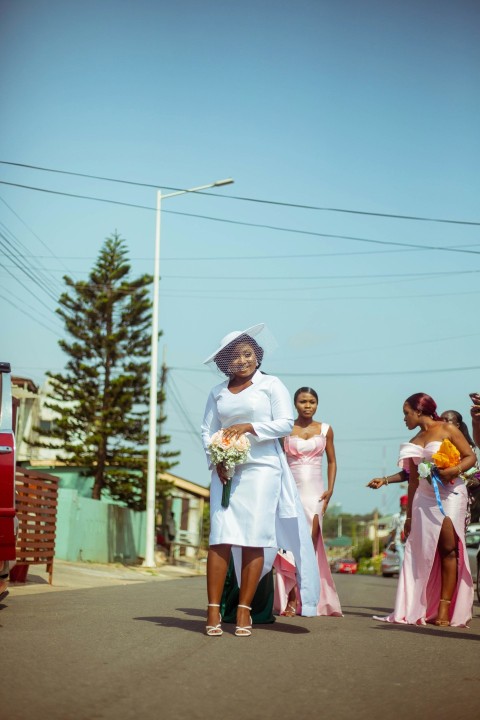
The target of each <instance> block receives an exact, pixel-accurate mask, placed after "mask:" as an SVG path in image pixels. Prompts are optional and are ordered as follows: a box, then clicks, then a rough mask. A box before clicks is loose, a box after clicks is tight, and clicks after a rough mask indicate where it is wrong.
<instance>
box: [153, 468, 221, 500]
mask: <svg viewBox="0 0 480 720" xmlns="http://www.w3.org/2000/svg"><path fill="white" fill-rule="evenodd" d="M158 477H159V478H160V479H161V480H166V481H167V482H171V483H173V485H174V486H175V487H176V488H178V489H179V490H185V492H188V493H190V494H191V495H196V496H197V497H203V498H205V499H206V500H209V499H210V489H209V488H206V487H203V485H198V484H197V483H194V482H192V481H191V480H185V478H181V477H179V476H178V475H173V474H172V473H159V475H158Z"/></svg>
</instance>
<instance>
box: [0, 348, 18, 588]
mask: <svg viewBox="0 0 480 720" xmlns="http://www.w3.org/2000/svg"><path fill="white" fill-rule="evenodd" d="M9 560H15V437H14V434H13V411H12V388H11V380H10V363H6V362H0V591H1V588H2V586H3V585H4V584H5V577H6V576H8V568H9V563H8V561H9Z"/></svg>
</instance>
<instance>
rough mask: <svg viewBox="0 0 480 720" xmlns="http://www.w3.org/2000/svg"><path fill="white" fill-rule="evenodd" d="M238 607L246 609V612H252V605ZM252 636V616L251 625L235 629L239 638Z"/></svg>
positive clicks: (242, 605) (239, 625)
mask: <svg viewBox="0 0 480 720" xmlns="http://www.w3.org/2000/svg"><path fill="white" fill-rule="evenodd" d="M237 607H244V608H246V610H251V609H252V608H251V607H250V605H238V606H237ZM251 634H252V616H251V615H250V625H237V627H236V628H235V635H236V636H237V637H249V636H250V635H251Z"/></svg>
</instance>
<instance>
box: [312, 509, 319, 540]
mask: <svg viewBox="0 0 480 720" xmlns="http://www.w3.org/2000/svg"><path fill="white" fill-rule="evenodd" d="M319 532H320V520H319V517H318V515H314V516H313V523H312V541H313V547H314V548H316V547H317V540H318V534H319Z"/></svg>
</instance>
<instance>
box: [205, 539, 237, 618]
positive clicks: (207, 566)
mask: <svg viewBox="0 0 480 720" xmlns="http://www.w3.org/2000/svg"><path fill="white" fill-rule="evenodd" d="M230 553H231V547H230V545H211V546H210V548H209V549H208V557H207V595H208V602H209V603H215V604H216V605H218V606H220V601H221V599H222V592H223V586H224V585H225V578H226V577H227V570H228V563H229V561H230ZM207 611H208V614H207V625H217V624H218V623H219V622H220V607H208V608H207Z"/></svg>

## Instructions for the task:
Please rewrite all of the records above, switching every "instance" to "object" and keeping everything else unchanged. Leave the pictures out.

## Solved exercise:
The target of each <object> block receives an exact, pixel-accurate mask, placed after "mask:" as an SVG path in image pixels. Prompts are optional and are ordered as follows: a box, then clicks, then a rough mask. A box before clicks is loose, a box after clicks is tight, and clicks after a rough mask indicate where it is wrong.
<object>
box: [153, 468, 221, 500]
mask: <svg viewBox="0 0 480 720" xmlns="http://www.w3.org/2000/svg"><path fill="white" fill-rule="evenodd" d="M158 477H159V478H160V479H161V480H166V481H167V482H171V483H173V485H174V486H175V487H176V488H178V489H179V490H185V492H188V493H190V494H191V495H196V496H197V497H203V498H205V499H206V500H209V499H210V489H209V488H206V487H203V485H198V484H197V483H194V482H192V481H191V480H185V478H181V477H179V476H178V475H173V474H172V473H159V475H158Z"/></svg>
</object>
<object>
box: [0, 348, 18, 588]
mask: <svg viewBox="0 0 480 720" xmlns="http://www.w3.org/2000/svg"><path fill="white" fill-rule="evenodd" d="M9 560H15V437H14V434H13V411H12V388H11V380H10V363H6V362H0V591H1V588H2V586H3V585H4V584H5V577H6V576H8V568H9V563H8V561H9Z"/></svg>
</object>
<object>
rough mask: <svg viewBox="0 0 480 720" xmlns="http://www.w3.org/2000/svg"><path fill="white" fill-rule="evenodd" d="M238 607L246 609V612H252V605ZM252 636V616L251 625L235 629L239 638Z"/></svg>
positive clicks: (242, 605) (239, 625)
mask: <svg viewBox="0 0 480 720" xmlns="http://www.w3.org/2000/svg"><path fill="white" fill-rule="evenodd" d="M237 607H244V608H246V610H251V609H252V608H251V607H250V605H238V606H237ZM251 634H252V616H251V615H250V625H237V627H236V628H235V635H236V636H237V637H249V636H250V635H251Z"/></svg>
</object>
<object>
box: [312, 509, 319, 540]
mask: <svg viewBox="0 0 480 720" xmlns="http://www.w3.org/2000/svg"><path fill="white" fill-rule="evenodd" d="M319 532H320V520H319V517H318V515H314V516H313V523H312V541H313V547H314V548H316V547H317V540H318V534H319Z"/></svg>
</object>
<object>
box: [205, 539, 237, 618]
positive clicks: (207, 566)
mask: <svg viewBox="0 0 480 720" xmlns="http://www.w3.org/2000/svg"><path fill="white" fill-rule="evenodd" d="M230 553H231V547H230V545H211V546H210V548H209V549H208V557H207V595H208V602H209V603H215V604H216V605H218V606H220V601H221V599H222V592H223V586H224V585H225V578H226V577H227V570H228V563H229V561H230ZM207 611H208V614H207V625H217V624H218V623H219V622H220V607H208V608H207Z"/></svg>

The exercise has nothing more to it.